Article |
-=-=-

You appear to have a *HP 17-by0000 Laptop PC* which was purchased on October 24, 2018 and came with Windows 10 Home 64-bit.
Is that correct?

If you browse through this list or look at the stickers on the case, you should be able to locate the exact model number laptop you have.

-------------------------------------------------


----------



## Couriant (Mar 26, 2002)

You have the maximum RAM allowed so you cannot upgrade that.

I am assuming you have an SSD installed, but it should have NVMe capability, which is the faster of the two, but more expensive, especially since it comes in 250GB - 500GB usually, which is less than what you have now.

It looks like your hard drive is at about 30-35% capacity used? So in my opinion, I wouldn't change it out.


----------



## MickOG (Jun 13, 2020)

Couriant said:


> You have the maximum RAM allowed so you cannot upgrade that.
> 
> I am assuming you have an SSD installed, but it should have NVMe capability, which is the faster of the two, but more expensive, especially since it comes in 250GB - 500GB usually, which is less than what you have now.
> 
> It looks like your hard drive is at about 30-35% capacity used? So in my opinion, I wouldn't change it out.


No SSD currently. Just a harddrive. Is it upgradeable?


----------



## Couriant (Mar 26, 2002)

Please confirm your model number: https://support.hp.com/us-en/product/hp-17-by0000-laptop-pc/20395856/document/c00033108

Other than that, I did see that some of the models have SATA drive in there. https://www.amazon.com/Samsung-Inch-Internal-MZ-76Q1T0B-AM/dp/B07L3D19MY/ may work for you. NVMe is the fastest.

I guess prices are dropping now.... https://www.amazon.com/CS3030-Internal-Solid-State-Drive/dp/B07MW9NJSH/ this should work, but please confirm your product number so we can confirm which hard drives are compatible.


----------



## flavallee (May 12, 2002)

James:
I requested the correct model number yesterday, but I got no reply.
The serial number in the log didn't help.
There are 100+ model numbers within the 17-by0000 series laptop.

-------------------------------------------------


----------



## MickOG (Jun 13, 2020)

-=-=-

[Photo object pointing records]

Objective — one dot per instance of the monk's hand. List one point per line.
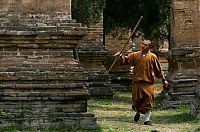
(165, 83)
(118, 54)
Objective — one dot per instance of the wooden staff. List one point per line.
(117, 57)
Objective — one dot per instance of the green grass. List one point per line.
(116, 115)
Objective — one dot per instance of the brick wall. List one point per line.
(184, 53)
(41, 80)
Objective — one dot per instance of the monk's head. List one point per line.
(145, 45)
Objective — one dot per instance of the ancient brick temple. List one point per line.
(41, 80)
(92, 55)
(184, 71)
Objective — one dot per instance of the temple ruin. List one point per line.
(184, 54)
(41, 79)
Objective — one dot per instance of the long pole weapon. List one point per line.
(117, 57)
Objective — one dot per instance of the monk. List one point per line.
(146, 69)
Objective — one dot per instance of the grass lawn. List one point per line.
(115, 115)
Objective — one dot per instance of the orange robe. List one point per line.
(146, 69)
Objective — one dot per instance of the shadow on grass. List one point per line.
(109, 108)
(176, 118)
(126, 119)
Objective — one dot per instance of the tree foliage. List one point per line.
(125, 13)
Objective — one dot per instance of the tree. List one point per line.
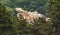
(54, 11)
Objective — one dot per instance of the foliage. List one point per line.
(54, 11)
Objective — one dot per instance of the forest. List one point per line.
(10, 25)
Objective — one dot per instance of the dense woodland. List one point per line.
(10, 25)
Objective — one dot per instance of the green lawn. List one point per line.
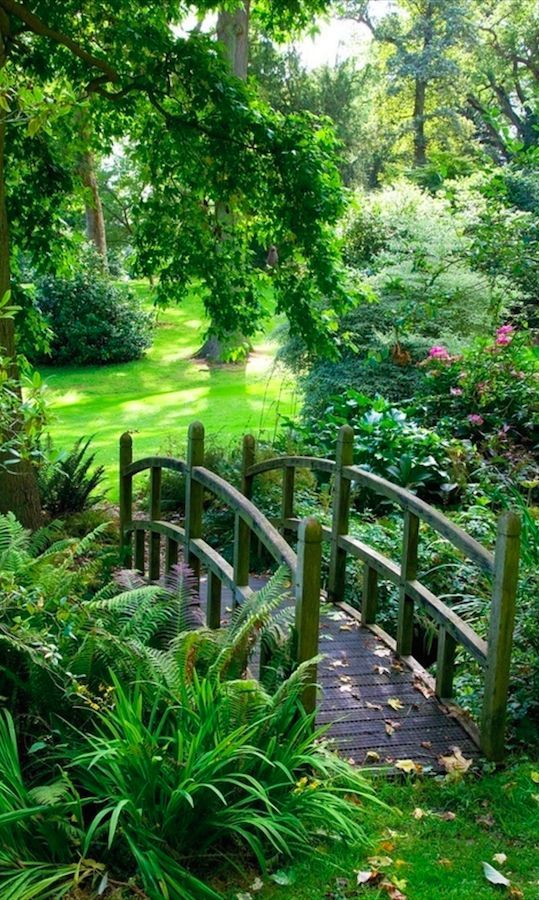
(431, 844)
(158, 396)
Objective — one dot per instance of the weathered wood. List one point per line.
(161, 462)
(445, 664)
(500, 636)
(126, 498)
(194, 494)
(242, 543)
(154, 563)
(405, 624)
(298, 462)
(257, 521)
(171, 558)
(140, 550)
(213, 607)
(370, 595)
(307, 612)
(341, 513)
(471, 548)
(287, 499)
(247, 462)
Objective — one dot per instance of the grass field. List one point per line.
(158, 396)
(430, 844)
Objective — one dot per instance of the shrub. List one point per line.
(68, 484)
(488, 392)
(386, 442)
(93, 320)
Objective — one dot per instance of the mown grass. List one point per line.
(429, 856)
(159, 395)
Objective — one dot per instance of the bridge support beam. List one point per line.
(308, 602)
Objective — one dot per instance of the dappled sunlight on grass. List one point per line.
(158, 396)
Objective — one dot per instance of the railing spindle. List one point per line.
(126, 498)
(405, 626)
(140, 550)
(154, 564)
(307, 616)
(369, 601)
(194, 495)
(445, 664)
(341, 513)
(213, 602)
(500, 636)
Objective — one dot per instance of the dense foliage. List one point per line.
(92, 320)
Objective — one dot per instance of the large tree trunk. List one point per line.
(18, 483)
(95, 220)
(233, 34)
(420, 138)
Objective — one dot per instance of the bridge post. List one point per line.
(405, 625)
(500, 636)
(155, 513)
(126, 498)
(194, 495)
(341, 512)
(309, 555)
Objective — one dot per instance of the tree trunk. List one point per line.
(233, 35)
(95, 220)
(18, 483)
(420, 139)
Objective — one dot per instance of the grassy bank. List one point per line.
(158, 396)
(432, 843)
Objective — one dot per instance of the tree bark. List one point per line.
(95, 219)
(233, 35)
(420, 138)
(18, 483)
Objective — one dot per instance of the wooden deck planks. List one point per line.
(359, 677)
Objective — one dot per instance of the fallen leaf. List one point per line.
(495, 877)
(423, 689)
(387, 846)
(392, 891)
(372, 756)
(380, 862)
(408, 766)
(368, 876)
(456, 763)
(395, 703)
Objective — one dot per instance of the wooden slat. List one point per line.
(471, 548)
(256, 520)
(155, 462)
(298, 462)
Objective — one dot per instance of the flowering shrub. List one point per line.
(490, 391)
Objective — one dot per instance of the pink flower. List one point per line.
(504, 335)
(438, 352)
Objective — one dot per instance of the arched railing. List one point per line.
(493, 654)
(141, 541)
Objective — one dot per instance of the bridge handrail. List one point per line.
(494, 654)
(304, 566)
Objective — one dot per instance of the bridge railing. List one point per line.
(141, 540)
(493, 654)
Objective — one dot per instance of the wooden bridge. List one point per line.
(380, 702)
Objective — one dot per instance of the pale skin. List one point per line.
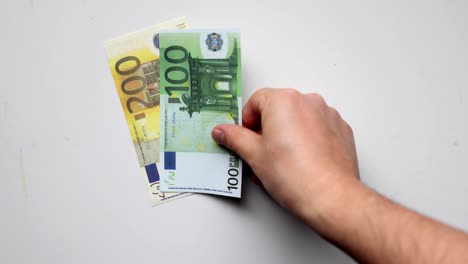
(309, 166)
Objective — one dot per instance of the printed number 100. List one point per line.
(232, 180)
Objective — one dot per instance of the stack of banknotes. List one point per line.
(175, 84)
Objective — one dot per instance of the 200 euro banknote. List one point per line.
(134, 63)
(200, 88)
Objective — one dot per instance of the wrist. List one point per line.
(337, 207)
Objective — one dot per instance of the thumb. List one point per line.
(240, 140)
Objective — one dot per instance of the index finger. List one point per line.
(252, 112)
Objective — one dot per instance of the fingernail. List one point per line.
(218, 136)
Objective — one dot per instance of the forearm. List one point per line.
(373, 229)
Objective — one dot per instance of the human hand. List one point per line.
(301, 150)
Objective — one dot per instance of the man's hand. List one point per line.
(301, 149)
(303, 152)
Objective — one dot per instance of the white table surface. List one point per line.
(396, 70)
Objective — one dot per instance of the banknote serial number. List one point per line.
(233, 172)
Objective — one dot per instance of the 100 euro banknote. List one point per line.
(200, 88)
(134, 63)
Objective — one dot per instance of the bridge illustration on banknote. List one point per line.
(213, 85)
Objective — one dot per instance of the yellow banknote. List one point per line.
(134, 63)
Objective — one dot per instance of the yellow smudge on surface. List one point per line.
(201, 147)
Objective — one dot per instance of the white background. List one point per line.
(396, 70)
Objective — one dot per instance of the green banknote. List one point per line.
(200, 88)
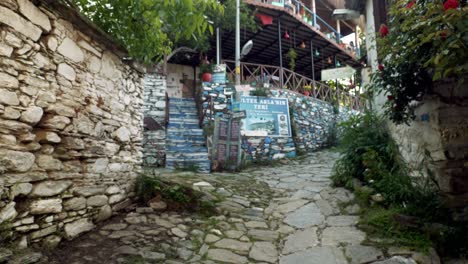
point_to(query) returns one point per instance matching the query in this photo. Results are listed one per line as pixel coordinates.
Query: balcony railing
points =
(295, 82)
(301, 11)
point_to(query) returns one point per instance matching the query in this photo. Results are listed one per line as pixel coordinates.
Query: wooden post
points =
(314, 12)
(312, 59)
(338, 29)
(280, 53)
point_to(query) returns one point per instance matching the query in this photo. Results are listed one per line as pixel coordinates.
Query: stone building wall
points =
(154, 139)
(441, 130)
(70, 123)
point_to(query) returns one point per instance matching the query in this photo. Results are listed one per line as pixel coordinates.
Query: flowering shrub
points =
(425, 41)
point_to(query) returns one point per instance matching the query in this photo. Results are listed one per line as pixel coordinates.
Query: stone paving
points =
(286, 214)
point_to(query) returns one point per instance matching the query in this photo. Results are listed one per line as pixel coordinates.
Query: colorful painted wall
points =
(313, 123)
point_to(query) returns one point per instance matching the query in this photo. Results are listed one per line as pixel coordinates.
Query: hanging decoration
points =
(302, 45)
(266, 20)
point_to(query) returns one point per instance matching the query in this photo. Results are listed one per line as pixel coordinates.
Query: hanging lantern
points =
(266, 20)
(302, 45)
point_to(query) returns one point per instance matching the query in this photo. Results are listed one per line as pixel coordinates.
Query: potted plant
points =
(307, 89)
(292, 55)
(423, 44)
(206, 69)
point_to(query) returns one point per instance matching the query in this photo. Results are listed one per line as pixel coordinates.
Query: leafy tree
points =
(149, 29)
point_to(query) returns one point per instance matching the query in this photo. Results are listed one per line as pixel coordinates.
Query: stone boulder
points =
(50, 188)
(11, 160)
(77, 227)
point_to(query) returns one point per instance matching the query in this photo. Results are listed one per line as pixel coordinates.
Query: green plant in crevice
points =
(146, 188)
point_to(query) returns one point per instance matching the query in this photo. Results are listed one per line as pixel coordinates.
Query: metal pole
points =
(280, 53)
(312, 59)
(356, 40)
(336, 85)
(314, 11)
(338, 29)
(217, 47)
(237, 42)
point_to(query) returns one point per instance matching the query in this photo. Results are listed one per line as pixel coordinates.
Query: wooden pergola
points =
(316, 50)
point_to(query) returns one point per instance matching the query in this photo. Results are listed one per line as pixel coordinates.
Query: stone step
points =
(187, 142)
(193, 149)
(183, 132)
(184, 120)
(183, 115)
(182, 105)
(182, 126)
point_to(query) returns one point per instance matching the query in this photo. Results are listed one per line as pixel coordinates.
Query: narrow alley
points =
(286, 214)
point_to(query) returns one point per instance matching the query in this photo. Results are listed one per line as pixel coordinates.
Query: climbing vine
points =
(424, 42)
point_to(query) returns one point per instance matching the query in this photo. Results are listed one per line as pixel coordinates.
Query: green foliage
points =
(425, 44)
(380, 221)
(370, 155)
(177, 196)
(176, 193)
(146, 188)
(149, 29)
(412, 213)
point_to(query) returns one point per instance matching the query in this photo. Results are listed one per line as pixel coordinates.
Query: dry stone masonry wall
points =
(154, 140)
(70, 125)
(440, 129)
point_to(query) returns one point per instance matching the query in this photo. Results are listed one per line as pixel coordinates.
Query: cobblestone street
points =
(283, 214)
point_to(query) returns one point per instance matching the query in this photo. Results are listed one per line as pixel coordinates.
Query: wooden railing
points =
(301, 12)
(284, 78)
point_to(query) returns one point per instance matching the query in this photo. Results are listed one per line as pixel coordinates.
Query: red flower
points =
(410, 4)
(443, 35)
(451, 4)
(383, 30)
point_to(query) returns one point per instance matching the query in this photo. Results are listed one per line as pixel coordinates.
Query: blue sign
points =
(265, 116)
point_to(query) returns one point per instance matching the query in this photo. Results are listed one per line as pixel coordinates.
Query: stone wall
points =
(441, 130)
(70, 123)
(154, 139)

-=-=-

Work instructions |
1. List every username that heads a post in the laptop upgrade thread.
2. According to the laptop upgrade thread, on what date was the HP 17-by0000 Laptop PC purchased?
3. Carry on the laptop upgrade thread from the point where it stops.
Nothing here requires the material.

Outputs in order |
1. Couriant, MickOG, flavallee

2. October 24, 2018

3.
flavallee said:


> James:
> I requested the correct model number yesterday, but I got no reply.
> The serial number in the log didn't help.
> There are 100+ model numbers within the 17-by0000 series laptop.
> ...





Couriant said:


> Please confirm your model number: https://support.hp.com/us-en/product/hp-17-by0000-laptop-pc/20395856/document/c00033108
> 
> Other than that, I did see that some of the models have SATA drive in there. https://www.amazon.com/Samsung-Inch-Internal-MZ-76Q1T0B-AM/dp/B07L3D19MY/ may work for you. NVMe is the fastest.
> 
> I guess prices are dropping now.... https://www.amazon.com/CS3030-Internal-Solid-State-Drive/dp/B07MW9NJSH/ this should work, but please confirm your product number so we can confirm which hard drives are compatible.


Evening. Sorry about the late reply, product number is: 4WW74UA#ABA


----------



## Couriant (Mar 26, 2002)

It looks like you have the HP 17-BY0021DX... and now for some reason HP site is now showing this info too lol

Here is the product specifications of this machine

The technical/service manual shows 7mm SATA drives and NVMe drives.

I would suggest a NVMe drive as I mentioned. I don't know quality brands, but I am sure PNY is a good one.


----------



## flavallee (May 12, 2002)

*HP 17-by0021dx Notebook PC* (support site)

You might want to add and save this site in your browsers favorites/bookmarks lists so you can quickly refer to it when needed.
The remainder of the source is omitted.